### [Task objective]
Write out the records once more, exactly as given.

┏━━

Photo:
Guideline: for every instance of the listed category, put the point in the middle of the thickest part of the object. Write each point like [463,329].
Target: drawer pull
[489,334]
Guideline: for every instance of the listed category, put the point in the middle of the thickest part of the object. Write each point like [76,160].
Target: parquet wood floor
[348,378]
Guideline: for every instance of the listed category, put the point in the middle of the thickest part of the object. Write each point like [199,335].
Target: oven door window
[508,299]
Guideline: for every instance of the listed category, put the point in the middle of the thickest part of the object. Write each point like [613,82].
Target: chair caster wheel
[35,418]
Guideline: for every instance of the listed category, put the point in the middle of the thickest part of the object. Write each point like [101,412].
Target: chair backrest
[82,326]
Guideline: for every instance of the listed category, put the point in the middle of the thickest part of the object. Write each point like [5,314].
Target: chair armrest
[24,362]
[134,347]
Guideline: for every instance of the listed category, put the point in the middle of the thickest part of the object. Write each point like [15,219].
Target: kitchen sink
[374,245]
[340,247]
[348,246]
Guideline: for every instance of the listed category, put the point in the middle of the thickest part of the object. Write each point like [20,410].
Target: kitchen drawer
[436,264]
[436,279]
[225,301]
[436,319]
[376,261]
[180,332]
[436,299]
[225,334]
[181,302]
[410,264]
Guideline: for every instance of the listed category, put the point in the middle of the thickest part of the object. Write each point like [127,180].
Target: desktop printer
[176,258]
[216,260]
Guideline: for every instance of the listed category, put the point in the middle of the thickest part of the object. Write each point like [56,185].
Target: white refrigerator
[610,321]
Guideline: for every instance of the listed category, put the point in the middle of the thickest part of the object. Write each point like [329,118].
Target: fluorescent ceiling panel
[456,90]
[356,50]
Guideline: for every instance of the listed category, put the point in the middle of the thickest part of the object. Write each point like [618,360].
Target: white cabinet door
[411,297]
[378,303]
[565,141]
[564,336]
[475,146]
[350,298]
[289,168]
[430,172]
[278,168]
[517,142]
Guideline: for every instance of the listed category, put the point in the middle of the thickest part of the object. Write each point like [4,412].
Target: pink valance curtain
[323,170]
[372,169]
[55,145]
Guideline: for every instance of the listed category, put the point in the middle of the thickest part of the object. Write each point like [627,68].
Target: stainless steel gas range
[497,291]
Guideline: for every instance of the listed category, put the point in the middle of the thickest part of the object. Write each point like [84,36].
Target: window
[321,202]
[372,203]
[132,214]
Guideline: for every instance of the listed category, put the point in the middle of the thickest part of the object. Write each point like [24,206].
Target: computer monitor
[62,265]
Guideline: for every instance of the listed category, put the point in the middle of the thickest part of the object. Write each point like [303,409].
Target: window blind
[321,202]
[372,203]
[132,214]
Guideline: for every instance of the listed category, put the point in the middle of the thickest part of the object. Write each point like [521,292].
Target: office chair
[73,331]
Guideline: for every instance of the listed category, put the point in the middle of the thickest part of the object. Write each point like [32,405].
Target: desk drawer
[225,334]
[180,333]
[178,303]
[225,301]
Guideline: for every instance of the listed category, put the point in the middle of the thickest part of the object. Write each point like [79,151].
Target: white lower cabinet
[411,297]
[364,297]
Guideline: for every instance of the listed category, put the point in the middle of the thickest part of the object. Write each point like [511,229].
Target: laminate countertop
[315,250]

┗━━

### [Result of the exercise]
Photo:
Guideline: for every instance of the listed category, put the point in the middle of the thickest part of the object. Write each point like [463,329].
Target: drawer pull
[489,334]
Guideline: for every instance of the listed category, put the point in the middle of the thickest part of the object. Write each point like [76,160].
Target: parquet wood floor
[348,378]
Guideline: for every instance of the listed category, put the point in the middle of the thickest part of the object. Write each point like [199,335].
Target: oven door window
[508,299]
Guideline: for every instance of the listed category, put the point in the middle of the thickest part of the object. Write each point like [613,82].
Target: chair caster wheel
[35,418]
Guideline: for every instance of the listed category, put the point in the middle of the thickest part of the object. Write each point like [101,412].
Target: chair backrest
[82,326]
Guideline: for every instance of the listed category, put the point in the middle of the thickest part of the object. Write each point like [5,314].
Target: chair armrest
[24,362]
[134,347]
Guideline: for every instance of the listed category, put the point in the middle of the thickest part of the object. Write each point like [15,219].
Target: kitchen sink
[374,245]
[340,247]
[348,246]
Guideline: for every instance of the listed category, put the point in the middle of the thickest part of the object. Write each point like [20,410].
Target: kitchen drawer
[436,264]
[436,279]
[225,301]
[436,319]
[376,261]
[180,332]
[436,299]
[225,334]
[181,302]
[410,264]
Guideline: for every instance of the listed category, put the point in the middle of the thickest part of the object. Write each point like [127,180].
Target: desktop printer
[176,258]
[216,260]
Guideline: for every instance of the listed category, put the point in the middle of the thickest part of the object. Write each point like [56,185].
Target: white refrigerator
[610,321]
Guideline: for every instance of the listed category, put the point in the middle of the thickest part of the object. Write each point like [329,118].
Target: fluorescent ceiling panel
[456,90]
[356,50]
Guideline: for every instance of the listed category, put the point in the middle of the thickest part of the object. Write each point like [618,360].
Target: white cabinet door
[411,297]
[378,303]
[565,141]
[564,336]
[475,146]
[350,298]
[289,168]
[430,172]
[278,168]
[517,142]
Guideline: for every instance of the listed category, put the point in the middle of the thickest part of the object. Write each point like [4,412].
Target: pink valance curtain
[323,170]
[372,169]
[55,145]
Guideline: for every instance of the listed category, put the point in the middle of the thickest part of the object. Write each point like [627,68].
Target: stainless steel gas range
[497,291]
Guideline: for every instance of the listed category, put the point in the middle of the thickest part of the object. Write each point like [84,36].
Target: window
[321,202]
[372,203]
[132,214]
Guideline: for every instance of the listed category, put the point in the middle of the thickest part of the object. Write each point like [24,206].
Target: computer monitor
[62,265]
Guideline: for every instance of the listed category, put the point in the middle of the thickest part of the object. Write each point like [303,409].
Target: window blind
[321,202]
[372,203]
[132,214]
Guideline: for every instance of the listed category, put the point in the middle of the thickest part of the object. Write each point like [521,292].
Target: office chair
[73,331]
Guideline: for every instance of the listed category, put the point in the middle of the thickest part of the object. Write each point like [32,405].
Target: desk drawer
[225,334]
[180,333]
[178,303]
[225,301]
Guideline: for every instance of the listed category, put the point in the middle of the thickest part of the object. Write each point like [79,151].
Target: white lower cabinet
[411,297]
[364,297]
Guideline: for every instance of the listed category, put the point in the middle of the thickest part of the object. Write each point like [511,229].
Target: laminate countertop
[315,250]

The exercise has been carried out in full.